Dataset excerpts
++++++++++++++++++++

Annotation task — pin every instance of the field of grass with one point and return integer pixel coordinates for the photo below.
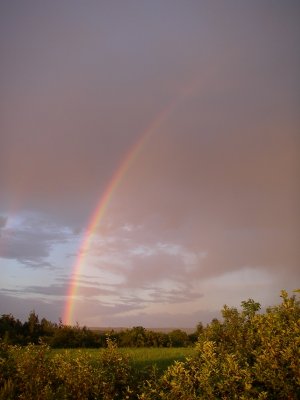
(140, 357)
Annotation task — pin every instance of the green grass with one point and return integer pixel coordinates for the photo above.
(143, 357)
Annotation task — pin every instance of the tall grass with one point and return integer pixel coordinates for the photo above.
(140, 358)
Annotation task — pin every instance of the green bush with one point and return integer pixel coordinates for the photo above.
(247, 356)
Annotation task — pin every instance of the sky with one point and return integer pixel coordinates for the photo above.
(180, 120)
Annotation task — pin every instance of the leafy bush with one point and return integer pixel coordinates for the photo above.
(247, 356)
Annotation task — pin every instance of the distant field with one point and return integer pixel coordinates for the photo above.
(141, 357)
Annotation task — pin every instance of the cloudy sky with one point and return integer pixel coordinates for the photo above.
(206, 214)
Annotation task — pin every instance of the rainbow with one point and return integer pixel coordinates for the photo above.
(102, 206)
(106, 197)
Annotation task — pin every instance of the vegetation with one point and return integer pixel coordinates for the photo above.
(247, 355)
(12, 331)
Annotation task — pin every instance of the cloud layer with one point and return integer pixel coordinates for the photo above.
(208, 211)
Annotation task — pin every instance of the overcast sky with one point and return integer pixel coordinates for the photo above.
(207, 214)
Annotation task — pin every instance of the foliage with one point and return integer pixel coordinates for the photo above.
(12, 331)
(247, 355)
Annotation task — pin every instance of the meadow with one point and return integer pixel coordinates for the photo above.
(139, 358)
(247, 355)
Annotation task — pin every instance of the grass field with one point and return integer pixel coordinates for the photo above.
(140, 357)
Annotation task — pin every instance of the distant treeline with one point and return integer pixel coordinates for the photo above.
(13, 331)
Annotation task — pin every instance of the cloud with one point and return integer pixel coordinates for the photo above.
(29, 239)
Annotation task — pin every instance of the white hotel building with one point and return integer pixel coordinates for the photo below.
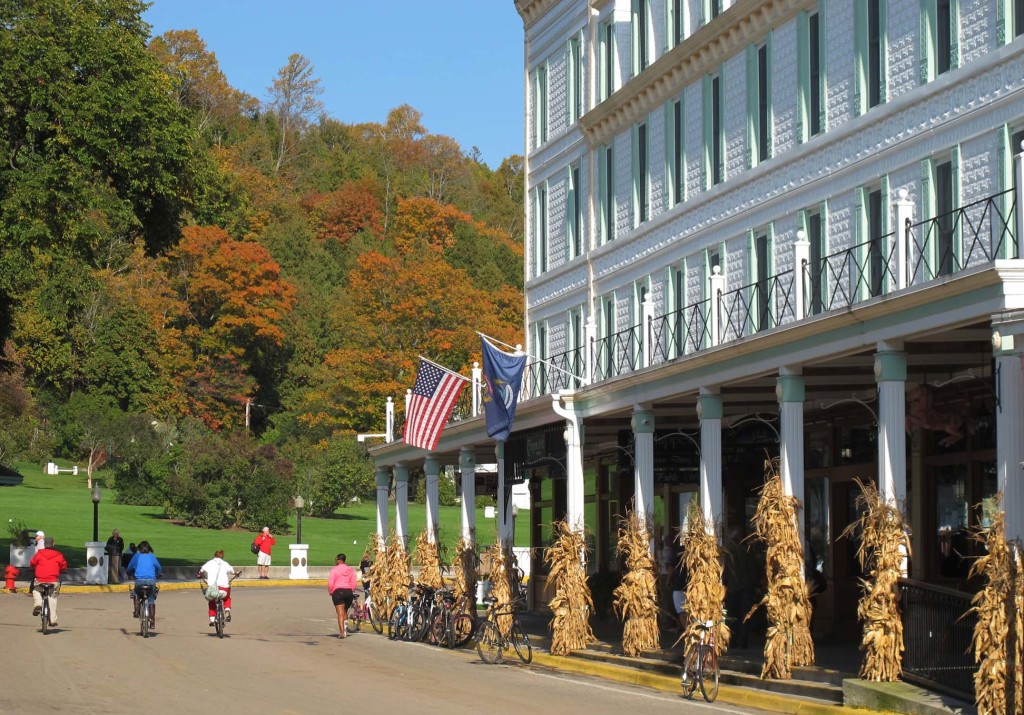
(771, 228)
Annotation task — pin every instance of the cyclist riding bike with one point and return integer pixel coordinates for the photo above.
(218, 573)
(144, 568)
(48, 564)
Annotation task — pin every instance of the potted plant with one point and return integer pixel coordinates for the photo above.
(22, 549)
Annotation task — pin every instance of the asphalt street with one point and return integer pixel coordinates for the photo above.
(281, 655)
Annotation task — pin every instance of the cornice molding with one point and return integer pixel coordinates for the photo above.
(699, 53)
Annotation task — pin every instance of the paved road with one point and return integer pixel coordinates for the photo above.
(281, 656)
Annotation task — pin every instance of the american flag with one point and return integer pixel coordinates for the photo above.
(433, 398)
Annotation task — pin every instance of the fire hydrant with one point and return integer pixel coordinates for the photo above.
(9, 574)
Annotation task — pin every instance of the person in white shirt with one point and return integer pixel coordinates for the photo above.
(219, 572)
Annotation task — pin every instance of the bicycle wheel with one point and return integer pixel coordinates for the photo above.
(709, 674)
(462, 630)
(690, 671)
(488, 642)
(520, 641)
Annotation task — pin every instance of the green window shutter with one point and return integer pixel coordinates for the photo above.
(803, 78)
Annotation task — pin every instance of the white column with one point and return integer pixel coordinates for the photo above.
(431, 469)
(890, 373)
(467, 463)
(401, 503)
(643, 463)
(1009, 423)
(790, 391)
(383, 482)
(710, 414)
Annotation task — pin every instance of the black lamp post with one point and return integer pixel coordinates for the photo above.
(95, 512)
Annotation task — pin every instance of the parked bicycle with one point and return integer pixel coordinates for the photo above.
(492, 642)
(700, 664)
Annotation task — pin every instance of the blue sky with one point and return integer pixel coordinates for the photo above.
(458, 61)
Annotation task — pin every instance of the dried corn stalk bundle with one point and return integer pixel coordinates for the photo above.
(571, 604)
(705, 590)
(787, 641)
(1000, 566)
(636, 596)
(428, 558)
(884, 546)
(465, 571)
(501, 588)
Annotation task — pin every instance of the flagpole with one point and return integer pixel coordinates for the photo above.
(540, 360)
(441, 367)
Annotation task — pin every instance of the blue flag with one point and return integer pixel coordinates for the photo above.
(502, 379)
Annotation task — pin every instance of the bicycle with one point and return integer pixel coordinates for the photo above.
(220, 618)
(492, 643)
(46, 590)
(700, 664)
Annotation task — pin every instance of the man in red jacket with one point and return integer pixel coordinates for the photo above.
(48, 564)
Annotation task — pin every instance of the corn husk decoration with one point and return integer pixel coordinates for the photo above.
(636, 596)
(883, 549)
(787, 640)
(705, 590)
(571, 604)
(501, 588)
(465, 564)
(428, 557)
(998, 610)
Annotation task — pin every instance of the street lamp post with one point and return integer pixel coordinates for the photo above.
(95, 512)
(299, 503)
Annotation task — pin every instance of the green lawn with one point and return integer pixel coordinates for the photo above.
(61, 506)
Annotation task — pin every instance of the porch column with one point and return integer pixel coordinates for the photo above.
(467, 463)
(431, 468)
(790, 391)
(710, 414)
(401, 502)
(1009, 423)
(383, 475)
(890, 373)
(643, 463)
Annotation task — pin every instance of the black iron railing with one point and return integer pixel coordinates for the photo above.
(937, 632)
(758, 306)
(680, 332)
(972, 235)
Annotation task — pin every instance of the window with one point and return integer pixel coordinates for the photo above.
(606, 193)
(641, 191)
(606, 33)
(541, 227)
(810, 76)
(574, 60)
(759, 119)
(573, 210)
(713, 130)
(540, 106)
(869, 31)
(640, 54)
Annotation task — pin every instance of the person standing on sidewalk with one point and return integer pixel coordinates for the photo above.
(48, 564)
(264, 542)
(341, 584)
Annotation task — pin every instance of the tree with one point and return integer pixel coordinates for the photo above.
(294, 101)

++++++++++++++++++++

▶ WHAT TO WORK ON
Retype each entry exactly. No pictures.

▶ RESPONSE TO THE EXERCISE
Annotation task — pin every instance of the field of grass with one point and return integer pixel coordinates for the photo below.
(140, 357)
Annotation task — pin every instance of the green grass with one point and return integer pixel coordinates for the photo above.
(143, 357)
Annotation task — pin every instance of the tall grass with one point and return integer pixel coordinates for the photo above.
(140, 358)
Annotation task — pin every instance of the green bush with one point and return integer pixel coordinates for the photo above.
(247, 356)
Annotation task — pin every instance of the sky with one point and return integer pixel coordinates for the photo above.
(180, 120)
Annotation task — pin every instance of the leafy bush with one point and return integer pixel coordinates for the photo above.
(247, 356)
Annotation task — pin every instance of the distant field with one point and return integer pixel coordinates for the photo above.
(141, 357)
Annotation task — pin every instance of the cloudy sky with one point and return integer pixel coordinates for the photo above.
(206, 214)
Annotation task — pin every instance of the rainbow with one point and return integer pixel coordinates for the photo above.
(102, 206)
(106, 197)
Annotation task — pin every instance of the vegetation with one point and return integer pixel coordinates for the photo above.
(247, 355)
(12, 331)
Annotation task — pin every instance of the cloud layer with one point and return integer pixel coordinates for the photo above.
(208, 211)
Annotation task — pin every instance of the overcast sky with one point and return integer pixel coordinates for the photo above.
(207, 214)
Annotation task — pin every instance of the foliage with one point and return integer pixel coordinates for the photo above.
(12, 331)
(247, 355)
Annotation task — pin every instance of the meadow with one point and return integer pixel coordinates for the photo above.
(139, 358)
(247, 355)
Annotation task — pin every instance of the grass field with one point and return integer pixel coordinates for the photo above.
(140, 357)
Annotation task — pin every instance of the distant treeline with one point and return integer pixel coordinates for the photo above.
(13, 331)
Annotation task — pin every instance of the cloud with one point and return integer pixel coordinates for the photo above.
(29, 239)
Annotation task — pin every instance of the white hotel building with one point and return integer pixel coordinates for the photo below.
(771, 228)
Annotation task — pin every instance of the cyclist riding bike with one point and return integer pixel coordinates for the photo above.
(218, 573)
(144, 568)
(48, 564)
Annotation task — pin every instance of the potted plant with one point and return integer pixel coordinates for the photo above.
(22, 549)
Annotation task — pin every instance of the asphalt street with one point and return integer pixel coordinates for the photo above.
(281, 655)
Annotation task — pin every instance of the cornice molding with one point and return integer pixel coordinates for the photo above.
(699, 53)
Annotation task — pin every instance of the paved road with one point and return integer pixel coordinates for the photo above.
(281, 656)
Annotation task — pin every instance of the american flag with one point and return integer pixel coordinates for the photo above.
(433, 398)
Annotation task — pin every instance of the fire hydrant with one point and return integer pixel coordinates for the photo above.
(9, 574)
Annotation task — pin every instance of the person in white shirt with one point and return integer pixel coordinates for the photo above.
(219, 572)
Annotation task — pin every instance of the bicycle wheel with one point and return integer pixel coordinates for the photo above.
(709, 674)
(462, 630)
(690, 671)
(488, 642)
(520, 641)
Annotation task — pin every instance of the green window shutter with one point and return integer pixel coordinates for the photo above.
(803, 78)
Annotation task — pin every instance of the white column with one point and return integer pixel coordinates for the photo above.
(431, 469)
(890, 373)
(467, 463)
(401, 503)
(643, 463)
(1009, 423)
(790, 391)
(383, 482)
(710, 414)
Annotation task — pin every instance of the black lamp post with one point and return integer pixel coordinates for the photo above.
(95, 512)
Annotation task — pin every instance of the parked bicycle with one point and return integer pixel coordinates for the photo above.
(492, 642)
(700, 664)
Annotation task — pin every instance of the blue sky with one point and return integer pixel coordinates for the photo above.
(458, 61)
Annotation task — pin every instance of the dried corn stalk bundle with one point and return integer pixel coordinates for the photo above.
(571, 604)
(705, 590)
(787, 641)
(1000, 566)
(636, 596)
(428, 558)
(884, 546)
(465, 571)
(501, 588)
Annotation task — pin every instance of the flagpole with one point and return integer pixel coordinates for the photo above.
(540, 360)
(441, 367)
Annotation task — pin every instance of the blue flag with one point and return integer pixel coordinates for the photo above.
(502, 379)
Annotation task — pin every instance of the bicycle with one point and return integer pixel coordinates for the photo above.
(220, 618)
(492, 643)
(46, 590)
(700, 664)
Annotation task — pin every instance of the man in red jacket with one point and return integer pixel coordinates for the photo above.
(48, 564)
Annotation task — pin every instance of the corn husk decoration with one point and return integer pixel coordinates for the photo above.
(636, 596)
(883, 549)
(787, 640)
(705, 590)
(571, 604)
(501, 588)
(465, 564)
(428, 557)
(998, 610)
Annotation task — pin every instance of the street lamp post with one point and return integer pixel coordinates for the photo above.
(95, 512)
(299, 503)
Annotation task — pin every instance of the green lawn with one point and return integer pixel coordinates for the photo above.
(61, 506)
Annotation task — pin every instance of the porch column with one point and return integer pixel coordinates for the photo above.
(467, 463)
(431, 468)
(790, 391)
(710, 414)
(401, 502)
(1009, 423)
(383, 475)
(890, 373)
(643, 463)
Annotation task — pin every instance of the black iron railing with one point and return integer pixel coordinates for the photo above.
(937, 632)
(758, 306)
(680, 332)
(972, 235)
Annotation task — pin every instance of the window with one point and return integer pixel coordinates for the photo above.
(606, 193)
(641, 191)
(606, 33)
(541, 227)
(810, 76)
(574, 60)
(759, 119)
(573, 210)
(713, 130)
(540, 106)
(869, 31)
(640, 54)
Annotation task — pin every instance of the person standing on sidewalk with one point and return integer pixel coordinates for the photo above.
(48, 564)
(264, 542)
(341, 584)
Annotation task — pin every instance of the tree with one point and return integer pixel coordinates for the photo above.
(294, 101)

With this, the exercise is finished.